Directions for this task — Return every line below in which "then" appears.

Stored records
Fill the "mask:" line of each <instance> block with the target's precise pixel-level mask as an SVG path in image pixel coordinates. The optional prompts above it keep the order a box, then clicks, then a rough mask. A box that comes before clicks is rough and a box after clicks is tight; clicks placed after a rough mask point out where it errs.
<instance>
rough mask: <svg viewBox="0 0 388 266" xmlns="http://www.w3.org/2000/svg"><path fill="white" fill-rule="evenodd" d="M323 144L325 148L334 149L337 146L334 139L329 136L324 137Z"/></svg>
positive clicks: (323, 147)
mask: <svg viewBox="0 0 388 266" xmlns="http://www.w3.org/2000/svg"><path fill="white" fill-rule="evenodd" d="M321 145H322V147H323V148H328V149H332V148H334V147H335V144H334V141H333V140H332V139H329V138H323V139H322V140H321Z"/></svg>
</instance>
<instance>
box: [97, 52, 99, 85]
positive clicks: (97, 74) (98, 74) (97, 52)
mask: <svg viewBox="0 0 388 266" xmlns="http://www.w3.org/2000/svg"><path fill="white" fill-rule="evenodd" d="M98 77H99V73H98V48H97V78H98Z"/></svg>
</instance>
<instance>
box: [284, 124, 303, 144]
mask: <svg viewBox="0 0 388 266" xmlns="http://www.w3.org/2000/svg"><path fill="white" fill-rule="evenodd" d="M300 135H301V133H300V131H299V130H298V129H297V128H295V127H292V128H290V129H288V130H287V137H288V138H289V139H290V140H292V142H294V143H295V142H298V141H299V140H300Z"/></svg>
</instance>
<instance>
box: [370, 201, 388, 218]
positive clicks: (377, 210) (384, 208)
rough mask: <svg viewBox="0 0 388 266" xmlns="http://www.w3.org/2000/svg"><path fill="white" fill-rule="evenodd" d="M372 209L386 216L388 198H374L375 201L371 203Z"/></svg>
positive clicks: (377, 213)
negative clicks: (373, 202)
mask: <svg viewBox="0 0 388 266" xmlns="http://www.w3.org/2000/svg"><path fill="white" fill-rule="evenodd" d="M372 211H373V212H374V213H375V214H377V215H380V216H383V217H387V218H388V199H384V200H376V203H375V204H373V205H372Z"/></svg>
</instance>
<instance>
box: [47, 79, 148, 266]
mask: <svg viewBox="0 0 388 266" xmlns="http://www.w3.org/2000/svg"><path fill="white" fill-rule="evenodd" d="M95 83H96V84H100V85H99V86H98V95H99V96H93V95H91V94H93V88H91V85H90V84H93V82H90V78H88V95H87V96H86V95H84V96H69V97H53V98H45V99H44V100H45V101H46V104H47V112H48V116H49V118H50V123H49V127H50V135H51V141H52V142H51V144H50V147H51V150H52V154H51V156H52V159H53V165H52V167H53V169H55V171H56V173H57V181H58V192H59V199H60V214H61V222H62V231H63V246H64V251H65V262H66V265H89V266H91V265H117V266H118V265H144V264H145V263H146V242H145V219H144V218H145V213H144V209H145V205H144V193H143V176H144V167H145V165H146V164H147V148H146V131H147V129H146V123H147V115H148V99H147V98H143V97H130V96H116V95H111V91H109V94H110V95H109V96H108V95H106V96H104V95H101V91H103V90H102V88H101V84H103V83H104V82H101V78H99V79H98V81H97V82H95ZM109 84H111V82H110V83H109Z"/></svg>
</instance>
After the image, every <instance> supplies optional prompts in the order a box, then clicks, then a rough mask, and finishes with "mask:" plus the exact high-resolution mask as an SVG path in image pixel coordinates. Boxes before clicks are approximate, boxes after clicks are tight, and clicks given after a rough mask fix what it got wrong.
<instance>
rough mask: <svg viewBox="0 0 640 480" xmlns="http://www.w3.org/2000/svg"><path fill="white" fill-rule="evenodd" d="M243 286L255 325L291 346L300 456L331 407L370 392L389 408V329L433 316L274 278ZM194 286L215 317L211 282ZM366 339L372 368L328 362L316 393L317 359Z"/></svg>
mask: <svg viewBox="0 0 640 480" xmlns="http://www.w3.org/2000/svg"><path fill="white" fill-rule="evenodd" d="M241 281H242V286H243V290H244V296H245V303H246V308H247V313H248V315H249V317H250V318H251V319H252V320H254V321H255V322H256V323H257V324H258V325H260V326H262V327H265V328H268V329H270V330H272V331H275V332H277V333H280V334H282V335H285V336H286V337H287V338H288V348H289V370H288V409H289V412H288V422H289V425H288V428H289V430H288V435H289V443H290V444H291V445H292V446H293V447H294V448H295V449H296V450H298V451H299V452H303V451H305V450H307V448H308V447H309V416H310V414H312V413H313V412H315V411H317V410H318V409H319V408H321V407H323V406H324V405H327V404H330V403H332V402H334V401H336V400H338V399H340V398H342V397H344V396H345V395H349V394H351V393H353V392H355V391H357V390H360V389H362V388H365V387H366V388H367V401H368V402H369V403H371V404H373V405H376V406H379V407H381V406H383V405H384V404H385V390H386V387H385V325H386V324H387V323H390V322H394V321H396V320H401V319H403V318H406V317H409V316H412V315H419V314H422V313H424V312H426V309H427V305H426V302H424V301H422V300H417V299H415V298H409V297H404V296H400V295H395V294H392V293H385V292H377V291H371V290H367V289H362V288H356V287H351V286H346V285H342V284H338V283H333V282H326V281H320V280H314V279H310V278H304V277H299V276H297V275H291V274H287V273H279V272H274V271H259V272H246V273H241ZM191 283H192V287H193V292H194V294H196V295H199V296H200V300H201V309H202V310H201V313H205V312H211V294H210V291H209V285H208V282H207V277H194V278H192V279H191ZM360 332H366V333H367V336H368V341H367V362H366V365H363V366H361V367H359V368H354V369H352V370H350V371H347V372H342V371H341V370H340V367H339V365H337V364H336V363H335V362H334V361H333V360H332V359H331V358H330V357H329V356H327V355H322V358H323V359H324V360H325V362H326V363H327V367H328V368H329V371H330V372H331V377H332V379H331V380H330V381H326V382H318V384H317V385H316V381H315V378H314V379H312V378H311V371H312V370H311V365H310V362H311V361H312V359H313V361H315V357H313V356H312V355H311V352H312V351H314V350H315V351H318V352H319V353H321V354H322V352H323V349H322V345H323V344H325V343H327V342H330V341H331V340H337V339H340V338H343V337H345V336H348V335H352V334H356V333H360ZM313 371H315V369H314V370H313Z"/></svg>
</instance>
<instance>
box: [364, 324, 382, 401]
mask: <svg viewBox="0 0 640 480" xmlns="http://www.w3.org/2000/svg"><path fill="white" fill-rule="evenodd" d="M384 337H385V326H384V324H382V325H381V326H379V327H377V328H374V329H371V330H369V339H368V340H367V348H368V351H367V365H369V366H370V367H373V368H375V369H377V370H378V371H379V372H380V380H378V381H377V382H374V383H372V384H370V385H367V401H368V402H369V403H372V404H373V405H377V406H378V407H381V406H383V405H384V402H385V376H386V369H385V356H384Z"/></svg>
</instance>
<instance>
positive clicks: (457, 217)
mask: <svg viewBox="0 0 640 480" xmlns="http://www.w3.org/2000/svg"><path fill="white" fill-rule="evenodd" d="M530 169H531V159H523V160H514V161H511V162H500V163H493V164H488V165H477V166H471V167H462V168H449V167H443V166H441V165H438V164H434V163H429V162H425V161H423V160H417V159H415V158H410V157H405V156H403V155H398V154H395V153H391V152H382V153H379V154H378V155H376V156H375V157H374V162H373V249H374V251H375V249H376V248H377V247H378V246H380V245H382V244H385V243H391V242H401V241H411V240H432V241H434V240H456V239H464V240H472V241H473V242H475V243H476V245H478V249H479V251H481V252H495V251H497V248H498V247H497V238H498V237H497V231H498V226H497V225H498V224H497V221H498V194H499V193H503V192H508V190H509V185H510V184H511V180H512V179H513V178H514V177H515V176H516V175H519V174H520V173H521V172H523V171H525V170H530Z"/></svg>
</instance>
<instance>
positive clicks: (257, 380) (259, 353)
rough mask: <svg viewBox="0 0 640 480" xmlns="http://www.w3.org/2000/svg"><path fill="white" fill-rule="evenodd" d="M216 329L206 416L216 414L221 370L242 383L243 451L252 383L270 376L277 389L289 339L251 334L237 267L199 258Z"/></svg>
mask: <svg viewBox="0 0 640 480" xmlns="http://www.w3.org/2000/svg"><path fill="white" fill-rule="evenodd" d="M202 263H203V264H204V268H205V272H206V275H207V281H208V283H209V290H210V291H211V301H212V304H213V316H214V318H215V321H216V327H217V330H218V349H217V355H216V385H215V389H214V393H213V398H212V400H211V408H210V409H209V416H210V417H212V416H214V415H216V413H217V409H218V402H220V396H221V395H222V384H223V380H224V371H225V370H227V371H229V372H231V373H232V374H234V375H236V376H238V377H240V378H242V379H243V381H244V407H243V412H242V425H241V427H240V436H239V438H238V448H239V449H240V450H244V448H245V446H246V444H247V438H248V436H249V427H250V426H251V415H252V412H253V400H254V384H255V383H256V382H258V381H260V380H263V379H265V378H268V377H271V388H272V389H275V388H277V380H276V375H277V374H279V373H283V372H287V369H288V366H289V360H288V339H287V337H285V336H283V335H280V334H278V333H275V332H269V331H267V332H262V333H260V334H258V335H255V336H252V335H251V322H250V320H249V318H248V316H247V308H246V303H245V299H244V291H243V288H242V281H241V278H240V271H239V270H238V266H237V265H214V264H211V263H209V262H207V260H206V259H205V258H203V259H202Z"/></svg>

Exercise result —
Fill the "mask:" line of each <instance> block with the target's precise pixel-level mask as an SVG path in image pixel coordinates. The optional prompts above it keep the order a box, then clicks, then a rough mask. A box that comes before clicks is rough and a box after clicks is tight; clicks placed after a rough mask point out where it errs.
After the image, every <instance> supplies optional prompts in the order a box, then clicks, then a rough mask, and finishes with "mask:" plus the exact high-resolution mask as an SVG path in image pixel coordinates. Boxes before clicks are approximate, boxes after clicks are tight, and clicks given after a rough mask fix what it got wrong.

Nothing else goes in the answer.